→ RECORDS SHOWN:

▼

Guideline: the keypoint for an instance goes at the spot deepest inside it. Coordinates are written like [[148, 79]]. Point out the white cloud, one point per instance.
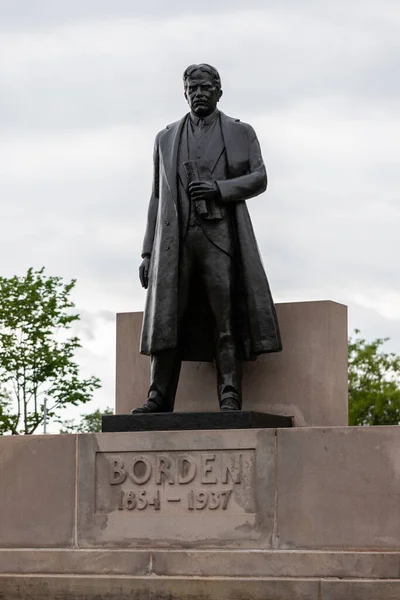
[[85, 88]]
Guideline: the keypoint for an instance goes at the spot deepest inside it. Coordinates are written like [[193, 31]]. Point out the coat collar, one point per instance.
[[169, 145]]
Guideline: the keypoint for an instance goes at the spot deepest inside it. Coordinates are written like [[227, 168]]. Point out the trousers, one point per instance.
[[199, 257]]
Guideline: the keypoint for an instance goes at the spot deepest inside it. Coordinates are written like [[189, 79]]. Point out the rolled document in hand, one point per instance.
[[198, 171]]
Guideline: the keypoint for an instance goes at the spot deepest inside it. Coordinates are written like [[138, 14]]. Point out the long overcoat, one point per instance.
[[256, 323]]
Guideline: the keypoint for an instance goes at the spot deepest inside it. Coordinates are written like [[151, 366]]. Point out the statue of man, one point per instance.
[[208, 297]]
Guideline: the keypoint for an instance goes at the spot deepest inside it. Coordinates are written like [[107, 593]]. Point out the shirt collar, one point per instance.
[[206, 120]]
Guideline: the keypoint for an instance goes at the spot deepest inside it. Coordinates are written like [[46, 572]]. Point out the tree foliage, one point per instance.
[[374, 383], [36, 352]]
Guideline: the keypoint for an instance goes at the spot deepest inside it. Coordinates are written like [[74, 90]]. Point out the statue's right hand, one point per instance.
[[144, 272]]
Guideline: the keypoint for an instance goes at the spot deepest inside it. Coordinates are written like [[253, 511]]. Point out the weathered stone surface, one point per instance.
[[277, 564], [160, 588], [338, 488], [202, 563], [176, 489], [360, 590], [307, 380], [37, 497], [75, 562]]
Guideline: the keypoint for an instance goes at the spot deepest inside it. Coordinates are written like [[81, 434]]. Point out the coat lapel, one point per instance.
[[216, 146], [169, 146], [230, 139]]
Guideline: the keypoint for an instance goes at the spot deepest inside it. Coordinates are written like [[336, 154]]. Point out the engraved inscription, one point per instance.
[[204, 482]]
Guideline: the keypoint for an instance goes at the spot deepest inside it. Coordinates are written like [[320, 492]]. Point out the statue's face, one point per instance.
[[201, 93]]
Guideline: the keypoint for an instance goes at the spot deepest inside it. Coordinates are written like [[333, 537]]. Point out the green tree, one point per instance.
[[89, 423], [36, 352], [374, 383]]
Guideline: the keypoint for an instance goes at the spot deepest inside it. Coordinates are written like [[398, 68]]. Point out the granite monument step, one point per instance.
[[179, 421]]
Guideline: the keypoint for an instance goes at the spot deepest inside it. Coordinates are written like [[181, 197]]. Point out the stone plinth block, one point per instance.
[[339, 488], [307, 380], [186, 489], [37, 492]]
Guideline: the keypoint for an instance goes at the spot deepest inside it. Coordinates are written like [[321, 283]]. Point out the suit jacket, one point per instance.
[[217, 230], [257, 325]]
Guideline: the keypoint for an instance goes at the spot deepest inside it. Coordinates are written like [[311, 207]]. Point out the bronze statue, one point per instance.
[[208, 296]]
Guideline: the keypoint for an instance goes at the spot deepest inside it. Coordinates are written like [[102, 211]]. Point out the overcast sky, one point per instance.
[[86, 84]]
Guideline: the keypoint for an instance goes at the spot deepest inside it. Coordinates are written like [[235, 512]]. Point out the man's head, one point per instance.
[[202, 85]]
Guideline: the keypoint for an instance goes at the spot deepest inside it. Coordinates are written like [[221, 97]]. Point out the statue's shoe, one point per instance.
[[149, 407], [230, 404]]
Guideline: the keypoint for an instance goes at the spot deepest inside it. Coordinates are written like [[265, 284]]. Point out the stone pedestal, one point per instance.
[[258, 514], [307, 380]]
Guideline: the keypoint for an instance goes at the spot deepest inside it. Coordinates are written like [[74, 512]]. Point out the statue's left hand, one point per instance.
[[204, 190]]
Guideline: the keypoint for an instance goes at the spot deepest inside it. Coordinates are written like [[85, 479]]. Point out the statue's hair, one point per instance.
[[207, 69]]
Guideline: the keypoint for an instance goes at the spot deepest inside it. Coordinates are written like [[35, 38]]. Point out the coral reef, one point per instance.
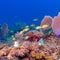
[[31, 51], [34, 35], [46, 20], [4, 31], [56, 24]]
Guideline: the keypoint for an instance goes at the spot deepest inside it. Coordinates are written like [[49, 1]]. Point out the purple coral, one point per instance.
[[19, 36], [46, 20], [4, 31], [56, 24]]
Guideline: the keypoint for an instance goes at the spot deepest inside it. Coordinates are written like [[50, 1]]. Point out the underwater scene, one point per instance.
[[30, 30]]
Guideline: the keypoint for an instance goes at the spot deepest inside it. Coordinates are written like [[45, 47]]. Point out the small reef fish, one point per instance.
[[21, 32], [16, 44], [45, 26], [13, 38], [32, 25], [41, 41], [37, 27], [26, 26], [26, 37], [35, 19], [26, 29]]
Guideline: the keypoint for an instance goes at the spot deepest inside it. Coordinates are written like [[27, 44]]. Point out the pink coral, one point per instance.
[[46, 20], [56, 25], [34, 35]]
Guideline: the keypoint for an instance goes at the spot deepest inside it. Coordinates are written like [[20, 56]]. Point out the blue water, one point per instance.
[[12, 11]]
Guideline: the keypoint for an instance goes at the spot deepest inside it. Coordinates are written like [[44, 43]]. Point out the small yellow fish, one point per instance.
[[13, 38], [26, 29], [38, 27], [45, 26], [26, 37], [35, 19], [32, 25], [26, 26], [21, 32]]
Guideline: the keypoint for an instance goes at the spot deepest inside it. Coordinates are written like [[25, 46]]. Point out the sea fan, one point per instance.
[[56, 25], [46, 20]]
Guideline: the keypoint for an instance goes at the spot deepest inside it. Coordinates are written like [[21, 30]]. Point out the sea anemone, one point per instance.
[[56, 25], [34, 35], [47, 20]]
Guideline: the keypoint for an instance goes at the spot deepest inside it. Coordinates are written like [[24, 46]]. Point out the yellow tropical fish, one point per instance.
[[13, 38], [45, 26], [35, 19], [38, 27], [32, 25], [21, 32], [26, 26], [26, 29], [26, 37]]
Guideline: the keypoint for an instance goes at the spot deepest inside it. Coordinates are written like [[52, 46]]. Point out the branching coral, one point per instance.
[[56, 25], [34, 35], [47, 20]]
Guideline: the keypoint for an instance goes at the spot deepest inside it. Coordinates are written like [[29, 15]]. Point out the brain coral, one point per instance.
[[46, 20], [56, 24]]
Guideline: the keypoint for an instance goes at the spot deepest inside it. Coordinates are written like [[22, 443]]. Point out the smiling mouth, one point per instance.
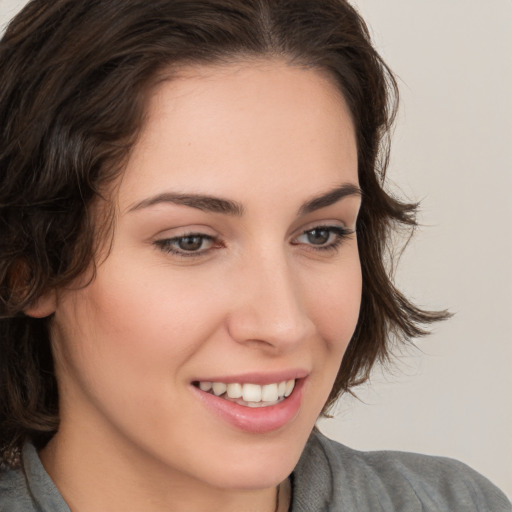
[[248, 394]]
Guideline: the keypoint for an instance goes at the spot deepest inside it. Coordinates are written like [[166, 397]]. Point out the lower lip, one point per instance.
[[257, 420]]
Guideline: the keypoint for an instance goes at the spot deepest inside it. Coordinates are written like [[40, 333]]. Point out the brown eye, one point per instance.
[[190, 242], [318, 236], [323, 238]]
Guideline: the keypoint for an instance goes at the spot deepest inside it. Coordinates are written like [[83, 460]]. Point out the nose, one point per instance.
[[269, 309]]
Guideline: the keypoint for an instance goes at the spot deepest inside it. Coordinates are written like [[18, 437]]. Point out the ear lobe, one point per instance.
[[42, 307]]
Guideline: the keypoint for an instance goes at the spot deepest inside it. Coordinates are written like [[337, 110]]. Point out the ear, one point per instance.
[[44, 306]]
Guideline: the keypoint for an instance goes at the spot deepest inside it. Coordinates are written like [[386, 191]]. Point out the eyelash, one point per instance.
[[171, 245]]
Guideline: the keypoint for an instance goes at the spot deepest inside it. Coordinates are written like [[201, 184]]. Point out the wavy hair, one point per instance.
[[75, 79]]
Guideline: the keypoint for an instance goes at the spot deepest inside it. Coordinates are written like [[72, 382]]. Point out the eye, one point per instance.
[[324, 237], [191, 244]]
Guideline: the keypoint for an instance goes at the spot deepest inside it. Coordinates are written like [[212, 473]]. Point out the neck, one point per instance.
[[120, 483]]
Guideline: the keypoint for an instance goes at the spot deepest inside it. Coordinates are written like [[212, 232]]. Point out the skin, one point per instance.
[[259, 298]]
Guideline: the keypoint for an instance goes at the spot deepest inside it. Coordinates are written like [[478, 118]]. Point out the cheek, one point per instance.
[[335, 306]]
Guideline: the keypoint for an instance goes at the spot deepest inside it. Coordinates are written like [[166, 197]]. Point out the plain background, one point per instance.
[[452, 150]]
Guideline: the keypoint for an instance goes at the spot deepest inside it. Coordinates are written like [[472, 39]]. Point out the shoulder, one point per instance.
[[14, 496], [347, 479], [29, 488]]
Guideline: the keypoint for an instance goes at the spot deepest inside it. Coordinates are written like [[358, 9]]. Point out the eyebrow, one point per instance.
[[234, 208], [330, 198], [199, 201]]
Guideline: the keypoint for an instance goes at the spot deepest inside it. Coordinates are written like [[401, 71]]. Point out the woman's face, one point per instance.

▲

→ WORK INSTRUCTIONS:
Rewrite the lines from the one containing "reef fish, one point per instance." through the one containing "29], [26, 37]]", inclusive, changing "deepest" to "innermost" and leaving everything else as it is.

→ TASK RESPONSE:
Guideline: the keypoint for an instance goes at the spot innermost inside it. Coordinates are written like [[45, 47]]. Point out the small reef fish, one point per instance.
[[21, 32], [16, 44], [45, 26], [13, 38], [32, 25], [41, 41], [37, 27], [26, 26], [26, 37], [35, 19], [26, 29]]
Guideline: the keypoint for an instance goes at the spot innermost inside it. Coordinates are written like [[27, 44]]. Point out the pink coral, one point per instance.
[[46, 20], [56, 25], [34, 35]]
Guideline: the keypoint for an instance goes at the spot innermost inside it. Coordinates are written like [[20, 56]]. Point out the blue water, one point per instance.
[[12, 11]]
Guideline: the keypoint for an instance goes at the spot innermost inside it. Coordinates are written like [[44, 43]]. Point out the small yellow fish, one point per instance.
[[13, 38], [26, 29], [38, 27], [45, 26], [26, 37], [35, 19], [32, 25], [26, 26], [21, 32]]
Guideline: the keypoint for an instance goes at the spot innermost inside it. Coordinates are written like [[25, 46]]. Point out the sea fan, one point per instance.
[[56, 25], [46, 20]]
Guideline: the keypoint for an instance goes at the spot innermost inside it. Coordinates are written like [[21, 30]]. Point out the sea anemone, one point per instance.
[[56, 25], [34, 35], [47, 20]]
Guideline: the keypoint for an instance goes at the spot innermost inside it. Coordinates are written like [[24, 46]]. Point out the yellow tropical fish, one point per instance.
[[13, 38], [45, 26], [35, 19], [38, 27], [32, 25], [21, 32], [26, 26], [26, 29], [26, 37]]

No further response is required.